▶ [SELECTION]
--*--
K.M. Weiland is the award-winning and internationally-published author of the acclaimed writing guides Outlining Your Novel, Structuring Your Novel, and Creating Character Arcs. A native of western Nebraska, she writes historical and fantasy novels and mentors authors on her award-winning website Helping Writers Become Authors.

Comments

  1. You are so right. Writing is not for sissies.
    I have written two books where I poured my soul out. I mean the good, the bad and the ugly. It had to come out and the only way to get it out was to write it.
    I’ve always been that way. I have written my heart and soul in journals all my life. Like an idiot I burned my high school journal in fear of my brother reading it.
    But, when I have a problem to talk over with Jesus, I write to Him. I write my prayers, my praises, my promises, and my problems.
    Since 2001 I have been seriously writing and publishing books, aricles, devotionals. I share my writing where ever and whenever I can.
    Rejection is not easy, but I don’t let it stop me. I realize that everybody is not going to like what I write. when I recieve a rejection letter, I read it, then I trash it.
    That day I submit something somewhere else. It is like a mission!!
    Your blog has been very helpful to me today. I have never written any fiction except for some short stories. This book in my heart and head may take years. That is okay. I don’t have anywhere else to go or anything more important to do.
    Writing is my call. I write so that others will find Jesus. I am not an entertainer-I am a wtiness.
    Now getting this into fiction–that is where my challenge lies at this point.
    I want to learn–so I am reading and absorbing everything I can. I have three different books on writing Christian ficiton going on right now. I am taking every challenge seriously.
--*--
▶ [RECORDS SHOWN]

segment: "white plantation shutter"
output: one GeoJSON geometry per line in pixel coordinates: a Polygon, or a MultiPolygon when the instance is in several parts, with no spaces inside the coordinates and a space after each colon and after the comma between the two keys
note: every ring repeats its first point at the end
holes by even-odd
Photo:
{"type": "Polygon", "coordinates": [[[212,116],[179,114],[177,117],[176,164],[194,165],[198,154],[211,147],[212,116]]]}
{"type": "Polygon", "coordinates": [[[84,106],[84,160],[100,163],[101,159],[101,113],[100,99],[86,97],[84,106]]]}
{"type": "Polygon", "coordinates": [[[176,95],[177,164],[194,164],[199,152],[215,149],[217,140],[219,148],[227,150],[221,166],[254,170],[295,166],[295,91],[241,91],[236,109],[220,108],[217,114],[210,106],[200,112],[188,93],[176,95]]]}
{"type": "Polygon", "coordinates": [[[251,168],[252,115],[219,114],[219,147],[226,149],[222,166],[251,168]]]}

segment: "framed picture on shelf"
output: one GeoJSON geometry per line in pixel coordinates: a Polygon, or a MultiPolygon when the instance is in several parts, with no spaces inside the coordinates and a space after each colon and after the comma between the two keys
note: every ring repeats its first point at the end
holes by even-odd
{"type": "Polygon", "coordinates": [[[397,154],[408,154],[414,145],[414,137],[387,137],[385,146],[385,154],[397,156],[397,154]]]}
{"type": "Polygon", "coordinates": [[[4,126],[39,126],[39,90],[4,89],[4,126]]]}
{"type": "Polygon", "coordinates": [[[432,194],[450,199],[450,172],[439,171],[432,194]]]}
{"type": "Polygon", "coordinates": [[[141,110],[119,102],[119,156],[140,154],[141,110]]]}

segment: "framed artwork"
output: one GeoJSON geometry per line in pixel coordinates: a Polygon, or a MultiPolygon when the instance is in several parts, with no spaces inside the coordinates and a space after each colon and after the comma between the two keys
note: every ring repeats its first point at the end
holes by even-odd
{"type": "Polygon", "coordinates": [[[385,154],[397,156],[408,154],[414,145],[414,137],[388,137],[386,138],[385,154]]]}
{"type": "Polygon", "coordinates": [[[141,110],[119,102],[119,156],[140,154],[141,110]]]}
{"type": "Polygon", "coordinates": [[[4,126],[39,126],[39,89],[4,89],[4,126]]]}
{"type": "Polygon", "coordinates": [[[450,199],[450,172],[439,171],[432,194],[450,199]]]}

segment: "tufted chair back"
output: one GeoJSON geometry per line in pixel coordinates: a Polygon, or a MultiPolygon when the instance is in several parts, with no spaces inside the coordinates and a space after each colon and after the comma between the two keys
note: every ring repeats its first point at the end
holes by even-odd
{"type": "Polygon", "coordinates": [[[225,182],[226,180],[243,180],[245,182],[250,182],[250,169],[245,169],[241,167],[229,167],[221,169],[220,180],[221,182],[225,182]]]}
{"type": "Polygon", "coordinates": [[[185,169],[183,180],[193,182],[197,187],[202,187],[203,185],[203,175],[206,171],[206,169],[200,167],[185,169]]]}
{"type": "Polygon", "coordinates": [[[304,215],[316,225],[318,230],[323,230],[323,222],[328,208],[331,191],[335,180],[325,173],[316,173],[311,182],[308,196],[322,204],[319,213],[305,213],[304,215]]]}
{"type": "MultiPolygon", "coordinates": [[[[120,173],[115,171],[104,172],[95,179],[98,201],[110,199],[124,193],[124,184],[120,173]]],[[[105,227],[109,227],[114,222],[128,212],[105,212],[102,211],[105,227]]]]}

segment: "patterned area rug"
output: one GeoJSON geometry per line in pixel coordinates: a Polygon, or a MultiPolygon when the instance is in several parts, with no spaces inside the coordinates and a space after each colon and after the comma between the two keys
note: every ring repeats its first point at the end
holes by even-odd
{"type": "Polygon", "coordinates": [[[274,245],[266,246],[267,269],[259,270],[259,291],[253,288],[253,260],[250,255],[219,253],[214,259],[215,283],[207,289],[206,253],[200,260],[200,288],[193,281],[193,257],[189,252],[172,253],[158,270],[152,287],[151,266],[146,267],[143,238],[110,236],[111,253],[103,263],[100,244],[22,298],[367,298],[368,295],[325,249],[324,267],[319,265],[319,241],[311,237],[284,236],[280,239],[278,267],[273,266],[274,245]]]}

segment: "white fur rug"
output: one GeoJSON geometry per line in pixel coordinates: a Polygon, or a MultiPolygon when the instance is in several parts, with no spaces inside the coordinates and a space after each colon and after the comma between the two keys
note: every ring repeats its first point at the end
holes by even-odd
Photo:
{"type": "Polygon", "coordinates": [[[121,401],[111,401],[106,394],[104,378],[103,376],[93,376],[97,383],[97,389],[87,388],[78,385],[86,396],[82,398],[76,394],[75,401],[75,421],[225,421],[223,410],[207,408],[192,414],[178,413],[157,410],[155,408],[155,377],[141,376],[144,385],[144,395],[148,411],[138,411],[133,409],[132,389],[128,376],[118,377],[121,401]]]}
--*--
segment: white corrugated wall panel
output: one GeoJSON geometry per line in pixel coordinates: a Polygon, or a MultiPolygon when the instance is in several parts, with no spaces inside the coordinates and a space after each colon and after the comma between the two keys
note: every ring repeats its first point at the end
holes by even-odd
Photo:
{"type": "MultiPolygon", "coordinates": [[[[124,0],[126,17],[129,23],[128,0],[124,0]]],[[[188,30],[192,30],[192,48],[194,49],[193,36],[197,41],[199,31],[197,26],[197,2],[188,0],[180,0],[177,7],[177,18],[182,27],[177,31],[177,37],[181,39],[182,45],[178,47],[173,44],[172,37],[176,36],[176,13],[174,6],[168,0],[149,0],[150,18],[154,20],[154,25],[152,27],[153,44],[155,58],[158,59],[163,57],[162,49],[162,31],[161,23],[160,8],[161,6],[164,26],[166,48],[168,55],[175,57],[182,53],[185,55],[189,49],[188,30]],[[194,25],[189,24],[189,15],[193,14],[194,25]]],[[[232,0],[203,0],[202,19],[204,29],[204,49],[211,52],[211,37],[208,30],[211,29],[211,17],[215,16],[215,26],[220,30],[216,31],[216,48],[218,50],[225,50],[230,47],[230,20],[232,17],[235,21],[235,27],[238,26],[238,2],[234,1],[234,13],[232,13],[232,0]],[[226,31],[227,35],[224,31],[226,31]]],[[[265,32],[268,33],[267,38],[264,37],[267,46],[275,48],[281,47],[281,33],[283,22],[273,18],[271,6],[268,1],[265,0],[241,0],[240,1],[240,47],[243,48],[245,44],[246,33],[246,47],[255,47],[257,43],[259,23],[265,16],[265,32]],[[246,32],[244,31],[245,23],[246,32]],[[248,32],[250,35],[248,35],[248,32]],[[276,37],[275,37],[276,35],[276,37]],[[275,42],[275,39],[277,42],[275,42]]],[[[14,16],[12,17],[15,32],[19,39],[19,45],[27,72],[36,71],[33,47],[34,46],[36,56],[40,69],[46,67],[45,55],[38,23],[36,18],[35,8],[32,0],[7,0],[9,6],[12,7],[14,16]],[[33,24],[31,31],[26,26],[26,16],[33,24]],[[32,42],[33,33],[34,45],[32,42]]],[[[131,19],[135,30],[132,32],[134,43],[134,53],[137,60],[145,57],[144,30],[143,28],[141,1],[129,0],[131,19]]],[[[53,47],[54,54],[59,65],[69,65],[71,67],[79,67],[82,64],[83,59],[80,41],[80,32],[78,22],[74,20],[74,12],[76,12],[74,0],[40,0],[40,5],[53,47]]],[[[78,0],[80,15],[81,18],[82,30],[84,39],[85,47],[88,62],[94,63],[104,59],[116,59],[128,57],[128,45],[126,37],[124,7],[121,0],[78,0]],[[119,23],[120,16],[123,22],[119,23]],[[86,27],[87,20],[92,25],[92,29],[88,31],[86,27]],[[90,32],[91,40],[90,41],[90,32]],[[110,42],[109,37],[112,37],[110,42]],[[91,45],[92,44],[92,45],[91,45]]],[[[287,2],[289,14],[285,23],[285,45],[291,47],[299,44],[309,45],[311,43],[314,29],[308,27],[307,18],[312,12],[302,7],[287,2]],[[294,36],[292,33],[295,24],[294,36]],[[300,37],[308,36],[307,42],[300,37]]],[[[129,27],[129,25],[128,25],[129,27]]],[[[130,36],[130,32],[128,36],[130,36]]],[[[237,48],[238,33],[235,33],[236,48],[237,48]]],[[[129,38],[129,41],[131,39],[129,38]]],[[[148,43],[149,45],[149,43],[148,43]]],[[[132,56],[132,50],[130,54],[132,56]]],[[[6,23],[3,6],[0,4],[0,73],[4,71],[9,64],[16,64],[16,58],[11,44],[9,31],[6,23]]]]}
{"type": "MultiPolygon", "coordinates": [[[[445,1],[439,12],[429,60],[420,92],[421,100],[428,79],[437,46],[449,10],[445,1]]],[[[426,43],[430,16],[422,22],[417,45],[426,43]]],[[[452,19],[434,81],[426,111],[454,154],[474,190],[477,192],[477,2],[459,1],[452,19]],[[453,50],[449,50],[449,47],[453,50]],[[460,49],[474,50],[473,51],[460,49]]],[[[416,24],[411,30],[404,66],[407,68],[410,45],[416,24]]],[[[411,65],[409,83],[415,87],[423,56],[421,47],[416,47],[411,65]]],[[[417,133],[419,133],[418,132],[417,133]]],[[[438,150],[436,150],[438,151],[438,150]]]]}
--*--
▶ [EXERCISE 1]
In the writing blog excerpt, update the part that opens with the words containing "But, when I" and closes with "important to do.", putting "refusal letter" in place of "rejection letter".
▶ [EXERCISE 2]
In the writing blog excerpt, since what year has the commenter been seriously writing and publishing books?
Nothing in the listing matters here.

▶ [TASK RESPONSE 1]
But, when I have a problem to talk over with Jesus, I write to Him. I write my prayers, my praises, my promises, and my problems.
    Since 2001 I have been seriously writing and publishing books, aricles, devotionals. I share my writing where ever and whenever I can.
    Rejection is not easy, but I don’t let it stop me. I realize that everybody is not going to like what I write. when I recieve a refusal letter, I read it, then I trash it.
    That day I submit something somewhere else. It is like a mission!!
    Your blog has been very helpful to me today. I have never written any fiction except for some short stories. This book in my heart and head may take years. That is okay. I don’t have anywhere else to go or anything more important to do.

▶ [TASK RESPONSE 2]
Since 2001.